------ Избранный отрывок ------

А. С.: Меня очень смущает вознаграждение за совершенную трансгрессию. Мне это представляется преизбытком надежды, что отнюдь не является философской добродетелью. Да, возможно, что некоторые трансгрессии вознаграждаются, но некоторые — нет. Таким образом мы отходим от линейной диалектики, от расчета на результат. Помните, у Маканина есть небольшой рассказ, в котором героиня была абсолютно уверена, что сегодня получит от любимого письмо. Она уже представляет себе, как это письмо лежит в ящике, и поэтому даже не спешит, чтобы оттянуть момент удовольствия. Вот она подходит к ящику в абсолютном убеждении, что сейчас вынет письмо, но письма нет. На этом, собственно, рассказ и заканчивается. Зачем же нам вечно разбавлять, размешивать фармакон надежды? Дело не в этом.

Но есть и другой пример. Одно из хасидских преданий, зафиксированное, в частности, Мартином Бубером, рассказывает о том, как некий верующий хасид подал в суд на Яхве за то, что Он оставил народ свой. А это был суд Торы, который уполномочен судить, если заявление подано по всей форме. Заявление и было подано по всей форме. Итак, суд собрался согласно правилам — трое полномочных судей — и вынужден был принять иск к рассмотрению. Отчего же Господь оставил нас, пообещав пребывать вовеки? И вот, в конце концов эти три абсолютно верующих человека, постоянно читавших Тору и комментарии к ней, просовещавшись несколько дней, по поводу поданного иска вынесли вердикт обвиняемому, самому Господу Богу: «Виновен!» Тут-то мы обнаруживаем самое интересное. Что это было? С одной стороны, это было абсолютным следованием форме: судьи подробно рассмотрели все обстоятельства дела и выяснили, что смягчающих обстоятельств нет. Но понятно, что не только это. С другой стороны, они совершали трансгрессию, потому что все основание их жизни мгновенно ставилось под сомнение и перечеркивалось. Быть может, после этого решения их сотрут в порошок, свет погаснет и земля разверзнется. Однако попробуем себе представить высшую трансцендентную позицию Господа, который вдруг увидел, что кто-то там, на земле, вынес ему вердикт. «Виновен», причем его же собственным судом, его же собственным именем. Да, вот тут он мог испытать великое умиление Он его и испытал: история предания заканчивается благополучно, Господь переменил свое решение и выселенных евреев вернули на прежнее место. Опять же, в чем смысл описанного события? В разовости, эпифаничности. Если бы судьям понравилась подобная практика и они бы создали из этого прецедент, то понятно, что все последующие решения имели бы совсем иные последствия.

------ Исходные данные ------

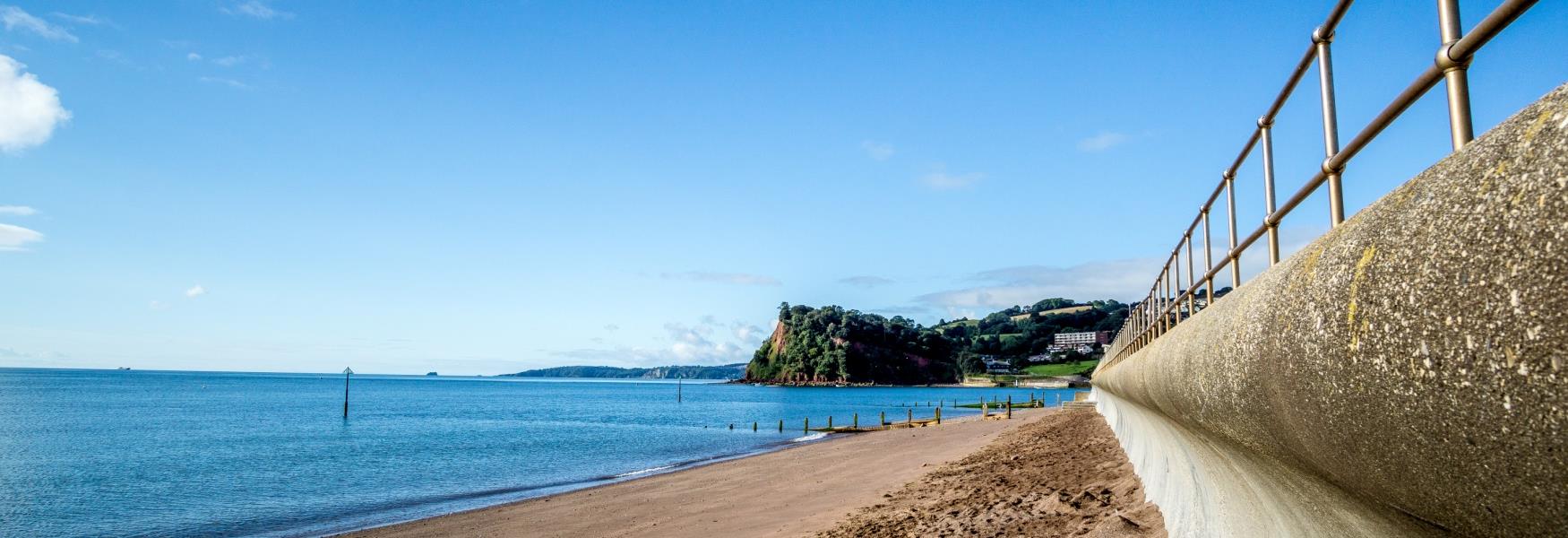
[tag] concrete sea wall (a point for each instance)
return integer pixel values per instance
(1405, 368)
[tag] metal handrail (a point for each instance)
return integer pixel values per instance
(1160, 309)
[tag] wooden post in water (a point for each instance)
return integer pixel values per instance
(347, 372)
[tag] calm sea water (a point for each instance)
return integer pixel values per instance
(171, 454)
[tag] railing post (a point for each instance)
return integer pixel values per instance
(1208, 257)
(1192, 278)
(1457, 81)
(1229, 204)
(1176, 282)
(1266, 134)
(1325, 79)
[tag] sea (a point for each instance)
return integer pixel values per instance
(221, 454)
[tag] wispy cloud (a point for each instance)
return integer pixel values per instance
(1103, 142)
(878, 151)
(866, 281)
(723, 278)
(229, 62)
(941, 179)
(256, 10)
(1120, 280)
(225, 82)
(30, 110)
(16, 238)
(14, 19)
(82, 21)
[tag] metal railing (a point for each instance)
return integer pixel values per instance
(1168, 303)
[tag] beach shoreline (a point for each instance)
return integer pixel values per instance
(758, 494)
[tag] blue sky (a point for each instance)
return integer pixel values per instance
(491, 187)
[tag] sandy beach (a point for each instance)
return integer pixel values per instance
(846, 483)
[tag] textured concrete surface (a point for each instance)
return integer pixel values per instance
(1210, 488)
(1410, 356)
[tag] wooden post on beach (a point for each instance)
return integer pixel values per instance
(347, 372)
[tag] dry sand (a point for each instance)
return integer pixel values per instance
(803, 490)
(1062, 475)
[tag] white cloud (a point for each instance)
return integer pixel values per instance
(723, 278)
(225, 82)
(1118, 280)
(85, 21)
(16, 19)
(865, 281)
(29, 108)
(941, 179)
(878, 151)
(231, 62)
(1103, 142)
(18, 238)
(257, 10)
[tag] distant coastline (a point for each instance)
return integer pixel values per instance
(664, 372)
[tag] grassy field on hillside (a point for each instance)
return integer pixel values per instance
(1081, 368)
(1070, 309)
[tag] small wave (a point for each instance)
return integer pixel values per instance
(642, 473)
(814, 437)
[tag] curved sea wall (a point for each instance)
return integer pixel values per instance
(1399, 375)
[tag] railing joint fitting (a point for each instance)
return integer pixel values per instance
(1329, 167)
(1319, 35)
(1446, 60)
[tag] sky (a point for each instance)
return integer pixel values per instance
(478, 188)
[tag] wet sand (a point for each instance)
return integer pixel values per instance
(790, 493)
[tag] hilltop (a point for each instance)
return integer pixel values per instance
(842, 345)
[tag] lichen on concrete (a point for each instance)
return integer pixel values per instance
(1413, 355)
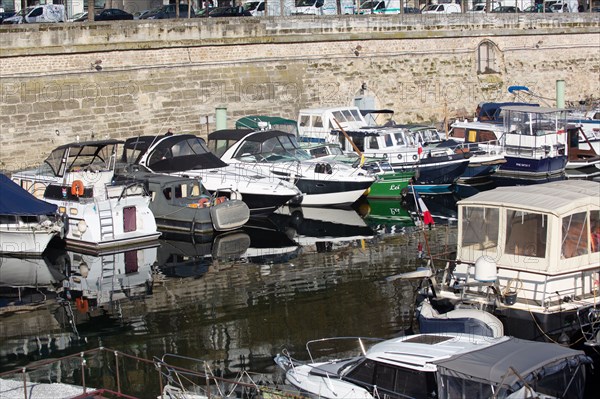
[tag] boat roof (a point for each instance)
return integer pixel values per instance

------

Задача 1:
Сколько судей собралось в суде Торы согласно хасидскому преданию из отрывка о трансгрессии?
Задача 2:
Продолжите отрывок о трансгрессии и суде над Господом с того места, где он обрывается.
Листинг никак не связан с отрывком.

Результат 1:
Трое полномочных судей.

Результат 2:
Я бы настаивал на принципиальной разовости и непредусмотрительности трансгрессии. Нельзя из нее извлечь никаких дивидендов, ты не можешь быть заранее уверен, что это будет — просветление, наваждение, восхищение, восторг или высшая степень падения. Но, во всяком случае, это будет суверенность — действительно совершенный акт самозабвения, самодистанцирования без заранее вычисленных последствий. Да, мы видим, что в реальной истории человечества такие акты время от времени достигают успеха. Для меня эта ситуация в целом кроется в понятии экзистенциальных авангардов — выбросов в будущее, которые бронируют некую площадку. Люди, которые обеспечивают завоевание нового плацдарма, чаще всего рассматриваются как страшные преступники, будь это первые еретики, французские либертены или основатели движения панков. Они погибают, но с тех пор появляется новая разметка. И хотя все они осуждены как преступники против морали, но следующие поколения уже знают, куда прыгать. Они не просто прыгают за кромку, но на смутно маячащее плато, где уже есть некая почва. Как авангард занимает плацдарм, а потом на этот плацдарм подтягиваются основные силы, так и совершающий трансгрессию чувственности или мыслей завоевывает новое неосвоенное плато. Я настаиваю, что по большей части все это оказывается чистым безумием и пресекается безжалостно. Большинство людей, совершивших трансгрессию, даже упоминания не удостоились, но у кого-то все же получилось очертить новый плацдарм. Почему, непонятно. Наверное, в силу тех же непонятных нам причин, по которым возлюбил Господь Иакова, и Исава возненавидел. Если бы все поддавалось расчету и исчислению, если бы в мире не было этого странного и необъяснимого клинамена, то жить в нем не имело бы абсолютно никакого смысла.